§ DATASET RECORDS
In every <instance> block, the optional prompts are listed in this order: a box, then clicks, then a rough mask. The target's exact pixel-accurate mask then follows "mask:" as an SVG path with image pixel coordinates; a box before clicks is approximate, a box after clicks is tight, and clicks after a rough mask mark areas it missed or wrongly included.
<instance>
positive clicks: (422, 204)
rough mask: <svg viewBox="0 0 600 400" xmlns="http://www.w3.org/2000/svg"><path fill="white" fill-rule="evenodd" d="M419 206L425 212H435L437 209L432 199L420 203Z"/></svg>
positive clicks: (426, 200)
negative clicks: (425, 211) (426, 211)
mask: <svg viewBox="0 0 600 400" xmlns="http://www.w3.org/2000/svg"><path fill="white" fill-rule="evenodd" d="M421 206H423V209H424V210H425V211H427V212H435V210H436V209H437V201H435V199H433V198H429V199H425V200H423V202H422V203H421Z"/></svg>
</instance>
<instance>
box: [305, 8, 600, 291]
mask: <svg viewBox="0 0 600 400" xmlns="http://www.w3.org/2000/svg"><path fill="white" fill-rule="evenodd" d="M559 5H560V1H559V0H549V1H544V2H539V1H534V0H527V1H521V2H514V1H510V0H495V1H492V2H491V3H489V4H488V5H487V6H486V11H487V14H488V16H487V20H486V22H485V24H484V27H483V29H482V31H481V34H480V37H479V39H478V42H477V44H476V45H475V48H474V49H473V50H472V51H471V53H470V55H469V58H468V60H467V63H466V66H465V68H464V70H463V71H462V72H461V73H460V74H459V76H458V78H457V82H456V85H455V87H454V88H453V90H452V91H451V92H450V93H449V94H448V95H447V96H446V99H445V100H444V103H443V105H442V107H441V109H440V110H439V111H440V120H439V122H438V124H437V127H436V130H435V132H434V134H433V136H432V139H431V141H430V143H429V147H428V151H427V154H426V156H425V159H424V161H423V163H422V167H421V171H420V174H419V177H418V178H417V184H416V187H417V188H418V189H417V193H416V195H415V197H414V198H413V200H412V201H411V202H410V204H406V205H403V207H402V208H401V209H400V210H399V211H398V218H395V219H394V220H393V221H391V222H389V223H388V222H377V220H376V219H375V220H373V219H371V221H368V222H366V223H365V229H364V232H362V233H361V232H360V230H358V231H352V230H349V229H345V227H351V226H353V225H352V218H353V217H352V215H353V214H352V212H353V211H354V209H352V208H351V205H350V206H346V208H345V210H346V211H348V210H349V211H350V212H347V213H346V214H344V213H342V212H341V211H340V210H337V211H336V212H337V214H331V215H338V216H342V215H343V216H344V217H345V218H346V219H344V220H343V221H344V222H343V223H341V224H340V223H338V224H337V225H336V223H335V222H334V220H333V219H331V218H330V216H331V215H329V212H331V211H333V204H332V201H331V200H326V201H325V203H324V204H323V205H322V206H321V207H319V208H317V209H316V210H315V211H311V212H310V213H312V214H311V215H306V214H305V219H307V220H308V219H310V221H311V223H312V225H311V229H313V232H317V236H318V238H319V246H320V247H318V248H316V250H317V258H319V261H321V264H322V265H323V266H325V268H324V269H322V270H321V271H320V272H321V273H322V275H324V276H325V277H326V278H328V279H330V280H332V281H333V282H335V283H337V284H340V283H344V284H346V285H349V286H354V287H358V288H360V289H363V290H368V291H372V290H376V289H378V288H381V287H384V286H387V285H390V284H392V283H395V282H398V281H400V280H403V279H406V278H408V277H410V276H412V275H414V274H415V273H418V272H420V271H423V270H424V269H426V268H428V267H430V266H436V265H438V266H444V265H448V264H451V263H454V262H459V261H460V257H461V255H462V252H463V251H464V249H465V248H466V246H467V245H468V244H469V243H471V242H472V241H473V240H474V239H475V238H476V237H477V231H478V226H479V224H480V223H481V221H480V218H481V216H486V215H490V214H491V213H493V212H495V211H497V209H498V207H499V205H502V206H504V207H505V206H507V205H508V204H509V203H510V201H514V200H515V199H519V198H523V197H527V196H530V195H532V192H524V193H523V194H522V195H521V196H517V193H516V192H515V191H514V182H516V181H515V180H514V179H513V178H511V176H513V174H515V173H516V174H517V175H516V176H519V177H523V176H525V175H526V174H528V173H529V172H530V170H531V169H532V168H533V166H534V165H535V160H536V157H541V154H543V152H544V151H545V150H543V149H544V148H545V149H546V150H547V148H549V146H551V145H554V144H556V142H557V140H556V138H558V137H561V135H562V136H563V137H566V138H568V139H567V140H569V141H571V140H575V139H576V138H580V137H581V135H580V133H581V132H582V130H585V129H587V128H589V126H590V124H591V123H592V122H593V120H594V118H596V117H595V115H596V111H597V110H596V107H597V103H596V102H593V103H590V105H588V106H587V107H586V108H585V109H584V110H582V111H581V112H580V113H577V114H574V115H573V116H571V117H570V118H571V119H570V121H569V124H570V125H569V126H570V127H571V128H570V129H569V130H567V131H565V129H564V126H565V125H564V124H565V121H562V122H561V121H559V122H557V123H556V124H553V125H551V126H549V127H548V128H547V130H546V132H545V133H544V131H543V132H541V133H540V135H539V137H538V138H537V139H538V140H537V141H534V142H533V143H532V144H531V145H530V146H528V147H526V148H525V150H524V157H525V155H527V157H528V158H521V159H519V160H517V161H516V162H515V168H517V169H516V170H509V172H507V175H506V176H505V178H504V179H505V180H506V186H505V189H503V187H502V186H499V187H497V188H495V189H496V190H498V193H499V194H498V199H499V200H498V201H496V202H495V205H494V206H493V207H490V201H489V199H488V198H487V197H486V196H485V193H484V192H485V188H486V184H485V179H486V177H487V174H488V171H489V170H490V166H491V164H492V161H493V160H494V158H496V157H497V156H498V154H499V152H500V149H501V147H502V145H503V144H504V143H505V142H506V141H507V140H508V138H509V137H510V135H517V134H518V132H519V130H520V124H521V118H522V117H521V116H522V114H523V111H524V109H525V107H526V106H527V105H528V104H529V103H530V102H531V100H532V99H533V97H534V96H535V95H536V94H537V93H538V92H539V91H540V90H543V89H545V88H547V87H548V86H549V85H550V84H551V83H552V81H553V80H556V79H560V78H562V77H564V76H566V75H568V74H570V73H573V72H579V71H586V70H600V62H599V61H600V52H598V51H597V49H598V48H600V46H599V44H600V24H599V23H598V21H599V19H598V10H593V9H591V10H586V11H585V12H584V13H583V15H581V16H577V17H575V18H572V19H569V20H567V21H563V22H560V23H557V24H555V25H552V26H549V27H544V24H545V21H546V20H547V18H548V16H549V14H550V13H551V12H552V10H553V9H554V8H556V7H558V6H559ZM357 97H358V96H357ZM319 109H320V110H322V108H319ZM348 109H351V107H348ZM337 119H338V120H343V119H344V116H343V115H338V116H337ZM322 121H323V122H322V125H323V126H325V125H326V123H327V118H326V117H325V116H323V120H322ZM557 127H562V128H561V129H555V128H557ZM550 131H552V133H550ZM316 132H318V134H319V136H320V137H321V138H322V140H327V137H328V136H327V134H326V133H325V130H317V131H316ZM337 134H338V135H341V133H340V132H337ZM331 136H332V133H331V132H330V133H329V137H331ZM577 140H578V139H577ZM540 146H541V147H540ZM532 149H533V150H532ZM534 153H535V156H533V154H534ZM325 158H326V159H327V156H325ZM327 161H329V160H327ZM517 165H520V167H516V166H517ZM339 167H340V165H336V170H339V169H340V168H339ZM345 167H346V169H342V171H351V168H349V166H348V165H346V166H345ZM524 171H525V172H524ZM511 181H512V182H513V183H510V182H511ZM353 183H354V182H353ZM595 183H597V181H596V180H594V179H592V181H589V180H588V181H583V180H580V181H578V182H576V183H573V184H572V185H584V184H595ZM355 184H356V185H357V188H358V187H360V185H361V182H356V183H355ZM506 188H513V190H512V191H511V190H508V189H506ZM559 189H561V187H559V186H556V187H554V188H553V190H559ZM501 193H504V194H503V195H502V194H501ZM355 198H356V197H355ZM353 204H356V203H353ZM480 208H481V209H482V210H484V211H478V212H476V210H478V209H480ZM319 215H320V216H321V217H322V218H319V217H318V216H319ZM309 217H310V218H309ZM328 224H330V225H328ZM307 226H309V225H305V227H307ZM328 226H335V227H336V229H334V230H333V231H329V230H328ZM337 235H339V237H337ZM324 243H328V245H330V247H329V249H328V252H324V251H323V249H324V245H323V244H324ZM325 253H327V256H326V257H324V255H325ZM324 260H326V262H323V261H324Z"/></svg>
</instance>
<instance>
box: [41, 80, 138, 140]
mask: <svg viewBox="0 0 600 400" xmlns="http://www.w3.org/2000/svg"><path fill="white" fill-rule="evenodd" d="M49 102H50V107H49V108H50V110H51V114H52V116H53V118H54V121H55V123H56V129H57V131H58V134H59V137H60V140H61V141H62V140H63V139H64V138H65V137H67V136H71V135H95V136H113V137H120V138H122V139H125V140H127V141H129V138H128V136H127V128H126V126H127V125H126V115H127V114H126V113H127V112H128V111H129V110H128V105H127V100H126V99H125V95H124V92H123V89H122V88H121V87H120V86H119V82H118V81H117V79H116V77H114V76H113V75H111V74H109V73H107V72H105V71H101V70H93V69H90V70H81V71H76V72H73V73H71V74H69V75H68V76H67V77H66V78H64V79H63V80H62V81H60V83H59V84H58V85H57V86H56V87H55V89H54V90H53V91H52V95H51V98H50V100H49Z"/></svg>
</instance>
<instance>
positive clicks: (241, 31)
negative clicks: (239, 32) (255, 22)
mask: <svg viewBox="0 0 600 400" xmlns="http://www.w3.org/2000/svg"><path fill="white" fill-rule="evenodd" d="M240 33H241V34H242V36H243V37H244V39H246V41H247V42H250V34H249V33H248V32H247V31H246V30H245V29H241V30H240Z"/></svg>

§ ABOUT THIS EXERCISE
Only a number is asked for here: the count of lines in the records that hold "rough".

§ OUTPUT BELOW
2